SHORT TASK A: State how many lines of the entries below contain the string "seawall", treating case as significant. Give only the number.

BEGIN PAGE

1) tense and aspect are separated (and from mood and the like as well, all of
which are jumbled together in English and, historically at least, in most
familiar languages)
2) tense is based on axis and vector reference, though not restricted to the
four axes implicit in most natural systems (though never fully realized in
any).
3) The same cmavo are used for retro vector and past axis, for simultaneous
vector and present axis, and for pro vector and future axis.  The differences
are positional and/or determined by context.  Thus, pu might be either past
vector to the current axis or establishing a new axis prior to the current
one.  Where the difference is too important to be left to context to decide,
capu would indicate the vector (brief glance back without chaning the focus
of the narrative) and puca the new axis (or maybe it is the other way 'round
-- I ermember this got argued and I forget which one, this seems most natural
to me at the moment).
4)  Only axes are points, so that punctile clauses, like ca..., must apply to
axes, making  bapu ca... unambiguous "event before the future event indicated
by ca..."
Of course, with a clearly future event, maybe even capu would work.
5) Aspects carry temporal implications but are not completely temporal.
Thus, the perfective of an event does entail that the event occurred in the
past (though even this can be doubted, since some maintain that the
inchoative does not entail that the event takes place in the future) but the
converse does not quite follow, for not all past events still throw their
aspectual shadows into the present (effects from causes, continued existence
of participants, ... -- the list varies in some unclear ways) as the
perfective seems to indicate.
6) So, in Lojban, past axis, retro vector and perfective aspect are all
slightly different and in different ways.   But in English they tend to fall
together, certainly away from present tense, and thus sorting out which one
is meant by a given Englsh sentence is not subject to clear rules, except
that one must think what one means to say, both in the given sentence and in
those around it.

END PAGE
BEGIN DATA RECORDS

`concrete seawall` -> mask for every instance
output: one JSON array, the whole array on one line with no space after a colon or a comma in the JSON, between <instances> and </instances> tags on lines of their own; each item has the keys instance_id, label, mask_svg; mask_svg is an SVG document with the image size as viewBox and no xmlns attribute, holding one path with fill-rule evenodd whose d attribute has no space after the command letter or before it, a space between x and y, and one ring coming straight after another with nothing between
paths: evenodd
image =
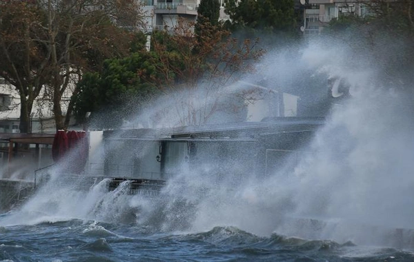
<instances>
[{"instance_id":1,"label":"concrete seawall","mask_svg":"<svg viewBox=\"0 0 414 262\"><path fill-rule=\"evenodd\" d=\"M0 179L0 213L10 211L34 191L34 183L20 180Z\"/></svg>"}]
</instances>

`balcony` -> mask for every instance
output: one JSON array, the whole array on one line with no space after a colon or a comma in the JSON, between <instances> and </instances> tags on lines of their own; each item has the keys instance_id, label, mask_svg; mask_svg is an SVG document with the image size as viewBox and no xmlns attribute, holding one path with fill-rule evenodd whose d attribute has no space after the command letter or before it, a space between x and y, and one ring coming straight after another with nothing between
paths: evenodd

END DATA RECORDS

SHORT TASK B: Set down the stretch of the text on Lojban tense from "3) The same" through "at the moment).".

WRITTEN ANSWER A: 2

WRITTEN ANSWER B:
3) The same cmavo are used for retro vector and past axis, for simultaneous
vector and present axis, and for pro vector and future axis.  The differences
are positional and/or determined by context.  Thus, pu might be either past
vector to the current axis or establishing a new axis prior to the current
one.  Where the difference is too important to be left to context to decide,
capu would indicate the vector (brief glance back without chaning the focus
of the narrative) and puca the new axis (or maybe it is the other way 'round
-- I ermember this got argued and I forget which one, this seems most natural
to me at the moment).